■ WRITTEN PROBLEM: Repeat the entire listing exactly.

■ MATERIAL:
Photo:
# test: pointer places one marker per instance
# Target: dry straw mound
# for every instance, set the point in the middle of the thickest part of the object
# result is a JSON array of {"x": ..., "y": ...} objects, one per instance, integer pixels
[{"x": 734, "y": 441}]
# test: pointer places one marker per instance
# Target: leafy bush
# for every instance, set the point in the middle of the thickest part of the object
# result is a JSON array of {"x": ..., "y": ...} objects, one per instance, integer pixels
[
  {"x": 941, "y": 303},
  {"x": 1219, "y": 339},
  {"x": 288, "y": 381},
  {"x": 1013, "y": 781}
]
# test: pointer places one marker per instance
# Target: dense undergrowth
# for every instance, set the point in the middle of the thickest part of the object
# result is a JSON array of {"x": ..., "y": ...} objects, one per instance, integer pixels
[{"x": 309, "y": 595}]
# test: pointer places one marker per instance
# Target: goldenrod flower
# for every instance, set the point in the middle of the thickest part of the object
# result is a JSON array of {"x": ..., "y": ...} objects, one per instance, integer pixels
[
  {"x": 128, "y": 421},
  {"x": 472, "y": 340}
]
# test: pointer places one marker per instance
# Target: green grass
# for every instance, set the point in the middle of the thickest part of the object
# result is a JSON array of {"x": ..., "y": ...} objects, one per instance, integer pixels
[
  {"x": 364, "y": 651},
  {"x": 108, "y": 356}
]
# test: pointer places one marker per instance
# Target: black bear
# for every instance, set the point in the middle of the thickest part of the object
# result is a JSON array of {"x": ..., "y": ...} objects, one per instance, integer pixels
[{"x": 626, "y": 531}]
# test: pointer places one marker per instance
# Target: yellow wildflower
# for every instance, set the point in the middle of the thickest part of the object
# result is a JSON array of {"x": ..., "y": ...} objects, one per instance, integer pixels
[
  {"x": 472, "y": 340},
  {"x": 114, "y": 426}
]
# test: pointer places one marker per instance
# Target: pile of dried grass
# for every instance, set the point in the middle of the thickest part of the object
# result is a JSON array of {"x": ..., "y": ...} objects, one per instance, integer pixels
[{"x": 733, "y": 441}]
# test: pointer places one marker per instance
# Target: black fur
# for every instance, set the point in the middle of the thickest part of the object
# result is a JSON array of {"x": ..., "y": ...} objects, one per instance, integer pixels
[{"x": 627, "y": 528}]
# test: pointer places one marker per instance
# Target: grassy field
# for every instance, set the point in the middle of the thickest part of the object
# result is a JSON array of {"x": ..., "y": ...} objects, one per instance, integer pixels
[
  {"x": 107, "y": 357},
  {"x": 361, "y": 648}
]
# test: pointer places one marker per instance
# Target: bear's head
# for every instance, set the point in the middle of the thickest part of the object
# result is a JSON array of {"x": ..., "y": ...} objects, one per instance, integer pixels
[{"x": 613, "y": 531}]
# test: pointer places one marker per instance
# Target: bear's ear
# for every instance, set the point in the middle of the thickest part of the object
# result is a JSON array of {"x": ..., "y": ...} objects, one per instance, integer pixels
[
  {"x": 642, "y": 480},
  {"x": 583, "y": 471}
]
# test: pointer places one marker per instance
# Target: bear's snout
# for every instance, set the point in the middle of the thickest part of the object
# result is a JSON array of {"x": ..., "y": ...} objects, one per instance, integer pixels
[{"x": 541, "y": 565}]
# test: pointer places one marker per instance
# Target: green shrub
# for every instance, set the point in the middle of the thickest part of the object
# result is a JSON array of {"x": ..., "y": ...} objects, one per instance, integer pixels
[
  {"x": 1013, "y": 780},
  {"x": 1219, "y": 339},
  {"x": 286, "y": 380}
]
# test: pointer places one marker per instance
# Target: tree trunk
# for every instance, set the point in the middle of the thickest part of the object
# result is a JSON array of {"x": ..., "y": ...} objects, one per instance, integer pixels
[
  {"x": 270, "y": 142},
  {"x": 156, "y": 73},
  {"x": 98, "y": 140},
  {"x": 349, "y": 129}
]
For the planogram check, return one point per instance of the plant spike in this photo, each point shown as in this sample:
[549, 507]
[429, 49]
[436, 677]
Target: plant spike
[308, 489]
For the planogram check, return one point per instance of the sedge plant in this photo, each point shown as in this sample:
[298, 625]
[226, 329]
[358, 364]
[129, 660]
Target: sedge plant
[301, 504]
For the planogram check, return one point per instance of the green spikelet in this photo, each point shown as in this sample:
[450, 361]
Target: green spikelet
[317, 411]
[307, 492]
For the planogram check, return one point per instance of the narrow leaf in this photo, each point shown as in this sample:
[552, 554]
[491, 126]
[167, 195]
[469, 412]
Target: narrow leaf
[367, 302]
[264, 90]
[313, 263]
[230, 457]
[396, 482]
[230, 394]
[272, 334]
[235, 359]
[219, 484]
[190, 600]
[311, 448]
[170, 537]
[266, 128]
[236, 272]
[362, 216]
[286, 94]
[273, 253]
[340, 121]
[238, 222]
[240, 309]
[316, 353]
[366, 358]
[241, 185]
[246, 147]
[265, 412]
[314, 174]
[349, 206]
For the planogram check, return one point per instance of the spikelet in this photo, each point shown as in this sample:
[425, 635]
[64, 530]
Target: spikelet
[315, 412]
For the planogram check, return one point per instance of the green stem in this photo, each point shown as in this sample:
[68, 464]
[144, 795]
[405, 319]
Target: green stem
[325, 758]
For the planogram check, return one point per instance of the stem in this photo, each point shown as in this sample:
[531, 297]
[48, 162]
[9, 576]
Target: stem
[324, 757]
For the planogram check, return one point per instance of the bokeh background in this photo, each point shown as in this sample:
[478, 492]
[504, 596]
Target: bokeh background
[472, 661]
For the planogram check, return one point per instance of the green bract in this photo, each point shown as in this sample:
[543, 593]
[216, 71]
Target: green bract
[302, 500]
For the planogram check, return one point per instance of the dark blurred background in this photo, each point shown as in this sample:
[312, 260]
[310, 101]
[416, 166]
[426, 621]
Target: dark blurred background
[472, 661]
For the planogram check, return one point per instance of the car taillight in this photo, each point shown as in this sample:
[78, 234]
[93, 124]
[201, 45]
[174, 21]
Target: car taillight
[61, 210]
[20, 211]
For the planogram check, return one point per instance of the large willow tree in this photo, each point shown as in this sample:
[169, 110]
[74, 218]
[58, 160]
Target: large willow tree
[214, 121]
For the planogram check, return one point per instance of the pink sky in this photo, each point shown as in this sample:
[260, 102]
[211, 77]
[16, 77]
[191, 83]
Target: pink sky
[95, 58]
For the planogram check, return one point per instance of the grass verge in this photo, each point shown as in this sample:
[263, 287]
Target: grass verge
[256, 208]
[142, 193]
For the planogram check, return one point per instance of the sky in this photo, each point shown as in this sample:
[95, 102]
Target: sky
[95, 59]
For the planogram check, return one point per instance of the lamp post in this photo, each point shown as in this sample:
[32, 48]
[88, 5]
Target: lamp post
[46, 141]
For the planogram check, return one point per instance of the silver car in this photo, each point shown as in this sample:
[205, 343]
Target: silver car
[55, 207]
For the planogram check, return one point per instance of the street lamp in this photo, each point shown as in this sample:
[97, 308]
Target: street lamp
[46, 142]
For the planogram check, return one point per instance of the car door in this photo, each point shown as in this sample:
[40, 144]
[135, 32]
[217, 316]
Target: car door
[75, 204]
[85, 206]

■ OUTPUT FOR THIS TASK:
Photo:
# test: pointer places one marker per instance
# Target: dry straw mound
# for every instance, set the point in the middle of the thickest part of the object
# result is a JSON array of {"x": ..., "y": ...} objects, one per instance, integer pixels
[{"x": 734, "y": 441}]
# test: pointer places one marker per instance
# Target: leafy bush
# for every instance, set the point in the middle of the thickest part of the object
# result is a JSON array of {"x": ..., "y": ...} objects, one per instance, integer pixels
[
  {"x": 941, "y": 303},
  {"x": 1219, "y": 339},
  {"x": 288, "y": 381},
  {"x": 1013, "y": 781}
]
# test: pointer places one marker per instance
# Target: dense undergrowth
# for every instance, set the point in the middle of the thickest part of the object
# result is a JSON array of {"x": ..., "y": ...} objects, one per instance, integer pixels
[{"x": 309, "y": 595}]
# test: pointer places one marker per instance
# Target: goldenrod flower
# for every instance, set the point in the middle of the thickest part of the object
# result is a JSON array of {"x": ..., "y": ...} objects, one per instance, integer pixels
[
  {"x": 128, "y": 421},
  {"x": 472, "y": 340}
]
# test: pointer places one marker per instance
# Target: green grass
# for every instance, set the point in the middle of the thickest part of the object
# result is a JSON array of {"x": ..., "y": ...} objects, one per instance, integer pixels
[
  {"x": 364, "y": 651},
  {"x": 108, "y": 356}
]
# test: pointer places one marker per instance
# Target: black bear
# for every instance, set the point in the middle of the thickest part of the object
# result is a JSON array of {"x": ..., "y": ...} objects, one per instance, integer pixels
[{"x": 626, "y": 531}]
# test: pointer places one marker per instance
# Target: yellow wildflower
# for every instance, set the point in the middle of the thickest part of the object
# result is a JSON array of {"x": ..., "y": ...} objects, one per instance, integer pixels
[
  {"x": 472, "y": 340},
  {"x": 114, "y": 426}
]
# test: pointer places one marker per instance
# Target: pile of dried grass
# for every instance, set the point in the middle of the thickest part of the object
# result is a JSON array of {"x": ..., "y": ...} objects, one per instance, integer pixels
[{"x": 733, "y": 441}]
# test: pointer places one marker per instance
# Target: black fur
# for every instance, set the point in the middle of the thickest part of the object
# result is a JSON array of {"x": ..., "y": ...} objects, one per instance, integer pixels
[{"x": 627, "y": 528}]
# test: pointer places one marker per instance
# Target: grassy field
# for every instance, set the point in the middle of the thickest part of the object
# result is a JSON array of {"x": ..., "y": ...} objects, one per instance, integer pixels
[
  {"x": 107, "y": 357},
  {"x": 361, "y": 648}
]
# test: pointer places one marker per instance
# Target: bear's head
# for every instance, set the point in the middle of the thickest part of the object
# result is a JSON array of {"x": ..., "y": ...} objects, one per instance, integer pixels
[{"x": 613, "y": 531}]
# test: pointer places one marker per instance
# Target: bear's ear
# for every instance, set the point in the middle of the thickest part of the object
# result is a JSON array of {"x": ..., "y": ...} objects, one per instance, integer pixels
[
  {"x": 642, "y": 480},
  {"x": 583, "y": 471}
]
# test: pointer places one marker per instance
# Target: bear's snout
# for every instance, set the point in the middle of the thickest part of the object
# result is a JSON array of {"x": ..., "y": ...} objects, one per instance, integer pixels
[{"x": 541, "y": 565}]
# test: pointer places one marker per instance
# Target: green shrub
# for every instance, set the point in the middle of the thickest part of the object
# result is a JSON array of {"x": ..., "y": ...} objects, one per instance, integer pixels
[
  {"x": 1013, "y": 780},
  {"x": 1219, "y": 339},
  {"x": 286, "y": 380}
]
# test: pointer places one marker per instance
# Target: tree trunk
# for every instance, set the point in the middle of the thickest part of the object
# result is a JSON array of {"x": ..., "y": ...} objects, one per instance, integer pixels
[
  {"x": 270, "y": 142},
  {"x": 156, "y": 73},
  {"x": 98, "y": 140},
  {"x": 349, "y": 129}
]
For the planogram check, return one point per instance of the plant spike in this photo, each point shown as in this sample:
[549, 507]
[429, 49]
[436, 677]
Target: plant spike
[308, 489]
For the planogram check, return one point per instance of the sedge plant in this photo, each point shown as in this sample:
[298, 625]
[226, 329]
[358, 364]
[129, 660]
Target: sedge plant
[301, 504]
For the planogram check, return one point per instance of the green spikelet in this photo, each point shown as in this sample:
[450, 361]
Target: green spikelet
[317, 411]
[307, 492]
For the planogram check, return one point per instance of the narrow leaf in this photo, each point shown as in this sample:
[552, 554]
[491, 126]
[167, 195]
[469, 412]
Target: narrow leaf
[367, 302]
[264, 90]
[313, 263]
[230, 457]
[396, 482]
[230, 394]
[272, 334]
[235, 359]
[219, 484]
[190, 600]
[311, 448]
[170, 537]
[266, 128]
[236, 272]
[362, 216]
[286, 94]
[273, 253]
[340, 121]
[238, 222]
[240, 309]
[316, 353]
[366, 358]
[241, 185]
[246, 147]
[265, 412]
[314, 174]
[349, 206]
For the planogram check, return one point per instance of the spikelet in this photo, each point shown as in this sample:
[425, 635]
[64, 530]
Target: spikelet
[315, 412]
For the planogram check, return one point per instance of the green stem in this photo, each point shown as in this sample:
[68, 464]
[144, 795]
[405, 319]
Target: green stem
[325, 758]
For the planogram check, return one point per instance of the stem in this photo, each point shown as in this sample:
[531, 297]
[48, 162]
[9, 576]
Target: stem
[324, 757]
For the planogram check, return one point per instance of the bokeh background in this photo, each point shown as in this sample:
[478, 492]
[504, 596]
Target: bokeh background
[472, 661]
For the planogram check, return one point per instance of the green bract in this photo, each point shown as in this sample:
[543, 593]
[216, 71]
Target: green bract
[302, 500]
For the planogram check, return one point per instance of the dark blurred background in this photo, each point shown as in this sample:
[312, 260]
[310, 101]
[416, 166]
[426, 621]
Target: dark blurred background
[472, 661]
For the planogram check, return one point per instance of the car taillight in this photo, each point shown as in this sample:
[78, 234]
[93, 124]
[201, 45]
[174, 21]
Target: car taillight
[61, 210]
[20, 211]
For the planogram check, return one point per instance of the large willow tree in this photo, each point shown as in this sample:
[169, 110]
[74, 218]
[58, 160]
Target: large willow tree
[214, 121]
For the planogram check, return one point per instance of the pink sky in this photo, each point shown as in this sample:
[260, 102]
[211, 77]
[16, 77]
[191, 83]
Target: pink sky
[95, 58]
For the planogram check, return one point per instance of the grass verge in this photo, each point shown as in this sample:
[263, 287]
Target: grass verge
[256, 208]
[142, 193]
For the planogram check, return one point per instance of the sky in this photo, each point shown as in this sample:
[95, 102]
Target: sky
[95, 59]
For the planogram check, return one point per instance of the lamp post in this photo, each point shown as in this sample:
[32, 48]
[88, 5]
Target: lamp post
[46, 141]
For the planogram check, return one point per instance of the silver car in this photo, each point shown as in this sample:
[205, 343]
Target: silver car
[55, 207]
For the planogram check, return one point per instance of the street lamp in this photo, each point shown as in this sample:
[97, 308]
Target: street lamp
[46, 142]
For the planogram check, return one point per instance of the car door in this photo, each point shown as in this sample:
[40, 144]
[135, 32]
[217, 316]
Target: car door
[75, 204]
[85, 206]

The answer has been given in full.